• _The request_
Could you rewrite every one of the records below with "expected format" changed to "required format" wherever it occurs and nothing else altered?
※
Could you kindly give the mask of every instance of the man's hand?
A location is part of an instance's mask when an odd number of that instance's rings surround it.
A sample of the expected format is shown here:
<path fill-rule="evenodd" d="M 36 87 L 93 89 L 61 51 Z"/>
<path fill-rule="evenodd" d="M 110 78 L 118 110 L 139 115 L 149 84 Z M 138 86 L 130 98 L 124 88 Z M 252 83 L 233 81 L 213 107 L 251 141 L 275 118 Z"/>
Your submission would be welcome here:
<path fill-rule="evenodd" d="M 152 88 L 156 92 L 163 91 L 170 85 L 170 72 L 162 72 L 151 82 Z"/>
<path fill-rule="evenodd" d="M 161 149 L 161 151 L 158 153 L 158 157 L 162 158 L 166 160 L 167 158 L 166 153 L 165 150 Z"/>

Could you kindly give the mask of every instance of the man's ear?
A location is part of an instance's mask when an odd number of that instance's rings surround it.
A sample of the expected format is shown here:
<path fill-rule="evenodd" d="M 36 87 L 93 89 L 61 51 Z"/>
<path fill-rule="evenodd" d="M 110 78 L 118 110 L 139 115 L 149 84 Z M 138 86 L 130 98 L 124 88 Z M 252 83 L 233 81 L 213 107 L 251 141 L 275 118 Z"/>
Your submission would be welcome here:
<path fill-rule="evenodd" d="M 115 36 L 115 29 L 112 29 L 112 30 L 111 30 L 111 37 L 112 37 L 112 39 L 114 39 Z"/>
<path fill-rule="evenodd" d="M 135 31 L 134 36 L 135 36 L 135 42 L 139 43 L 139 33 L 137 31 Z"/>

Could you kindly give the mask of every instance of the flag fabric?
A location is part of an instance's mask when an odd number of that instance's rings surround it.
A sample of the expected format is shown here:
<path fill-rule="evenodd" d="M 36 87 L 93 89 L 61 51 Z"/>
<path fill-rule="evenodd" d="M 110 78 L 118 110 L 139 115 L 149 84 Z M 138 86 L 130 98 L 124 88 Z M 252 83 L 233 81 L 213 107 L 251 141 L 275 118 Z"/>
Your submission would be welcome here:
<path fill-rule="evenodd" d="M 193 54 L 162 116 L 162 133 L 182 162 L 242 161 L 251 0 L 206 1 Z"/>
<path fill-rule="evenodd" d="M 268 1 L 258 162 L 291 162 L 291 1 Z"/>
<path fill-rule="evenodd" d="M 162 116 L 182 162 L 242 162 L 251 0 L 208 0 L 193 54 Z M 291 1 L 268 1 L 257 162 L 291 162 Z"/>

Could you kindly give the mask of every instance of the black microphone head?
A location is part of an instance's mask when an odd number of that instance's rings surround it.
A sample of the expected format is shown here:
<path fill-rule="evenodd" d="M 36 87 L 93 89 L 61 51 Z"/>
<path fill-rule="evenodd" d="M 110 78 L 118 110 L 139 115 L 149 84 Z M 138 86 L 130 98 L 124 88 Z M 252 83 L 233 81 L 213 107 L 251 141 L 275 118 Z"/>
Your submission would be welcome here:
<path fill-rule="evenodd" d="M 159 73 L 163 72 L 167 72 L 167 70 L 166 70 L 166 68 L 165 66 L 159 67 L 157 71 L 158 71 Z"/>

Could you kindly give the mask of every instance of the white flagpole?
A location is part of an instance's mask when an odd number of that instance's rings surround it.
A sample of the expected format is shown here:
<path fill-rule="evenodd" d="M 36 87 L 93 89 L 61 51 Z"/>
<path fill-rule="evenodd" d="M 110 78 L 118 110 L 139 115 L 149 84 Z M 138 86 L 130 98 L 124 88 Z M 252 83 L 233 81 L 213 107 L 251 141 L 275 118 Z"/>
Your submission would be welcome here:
※
• _Answer to the exercise_
Could you kindly give the mask of every instance of the man's hand?
A location is part of an instance's mask when an odd number of that instance's rings surround it.
A sample of the required format is shown here:
<path fill-rule="evenodd" d="M 36 87 L 93 89 L 61 51 Z"/>
<path fill-rule="evenodd" d="M 110 78 L 118 110 L 139 115 L 149 84 Z M 138 86 L 130 98 L 124 88 Z M 252 83 L 233 81 L 213 107 L 251 141 L 275 118 Z"/>
Your submission would be welcome here:
<path fill-rule="evenodd" d="M 152 88 L 156 92 L 163 91 L 170 85 L 170 72 L 162 72 L 151 82 Z"/>
<path fill-rule="evenodd" d="M 161 149 L 161 151 L 158 153 L 158 157 L 162 158 L 166 160 L 167 158 L 166 153 L 165 150 Z"/>

Could you kindly give the mask of every instance of the man's ear?
A location is part of an instance's mask when an odd number of that instance's rings surround it.
A sample of the required format is shown here:
<path fill-rule="evenodd" d="M 36 87 L 93 89 L 61 51 Z"/>
<path fill-rule="evenodd" d="M 110 78 L 118 110 L 139 115 L 149 84 Z M 138 86 L 130 98 L 124 88 Z M 252 83 L 233 81 L 213 107 L 251 141 L 275 118 Z"/>
Your submission would be welcome here:
<path fill-rule="evenodd" d="M 115 36 L 115 29 L 112 29 L 112 30 L 111 30 L 111 37 L 112 37 L 112 39 L 114 39 Z"/>
<path fill-rule="evenodd" d="M 135 31 L 134 36 L 135 36 L 135 42 L 139 43 L 139 33 L 137 31 Z"/>

Could you kindly give the mask of every instance of the flag fabric?
A location is part of an instance's mask when an odd number of that instance's rings surround it.
A sample of the required format is shown here:
<path fill-rule="evenodd" d="M 36 87 L 93 89 L 61 51 Z"/>
<path fill-rule="evenodd" d="M 110 78 L 118 110 L 139 115 L 149 84 Z M 138 86 L 130 98 L 124 88 Z M 252 83 L 233 81 L 213 107 L 251 141 L 275 118 Z"/>
Your submission would be welcome here:
<path fill-rule="evenodd" d="M 193 54 L 162 116 L 162 133 L 182 162 L 242 161 L 251 0 L 206 1 Z"/>
<path fill-rule="evenodd" d="M 268 1 L 258 162 L 291 162 L 291 1 Z"/>
<path fill-rule="evenodd" d="M 162 116 L 182 162 L 242 162 L 251 0 L 208 0 L 193 54 Z M 291 1 L 268 1 L 257 162 L 291 162 Z"/>

Could you kindly give the mask of every instance of the black microphone head?
A location is part of an instance's mask when an odd number of that instance's rings surround it.
A sample of the required format is shown here:
<path fill-rule="evenodd" d="M 36 87 L 93 89 L 61 51 Z"/>
<path fill-rule="evenodd" d="M 110 78 L 118 110 L 139 115 L 149 84 Z M 138 86 L 130 98 L 124 88 Z M 252 83 L 233 81 L 213 107 L 251 141 L 275 118 Z"/>
Your submission would be welcome here:
<path fill-rule="evenodd" d="M 159 73 L 163 72 L 167 72 L 167 70 L 166 70 L 166 68 L 165 66 L 159 67 L 157 71 L 158 71 Z"/>

Could you kindly give the mask of every instance of the white flagpole?
A location is part of an instance's mask when an odd number of that instance's rings surround it.
A sample of the required format is shown here:
<path fill-rule="evenodd" d="M 36 87 L 93 89 L 61 51 Z"/>
<path fill-rule="evenodd" d="M 110 78 L 118 110 L 139 115 L 149 84 Z M 138 86 L 130 98 L 124 88 Z M 252 83 L 233 81 L 213 107 L 251 141 L 275 118 Z"/>
Your submission would be welcome here:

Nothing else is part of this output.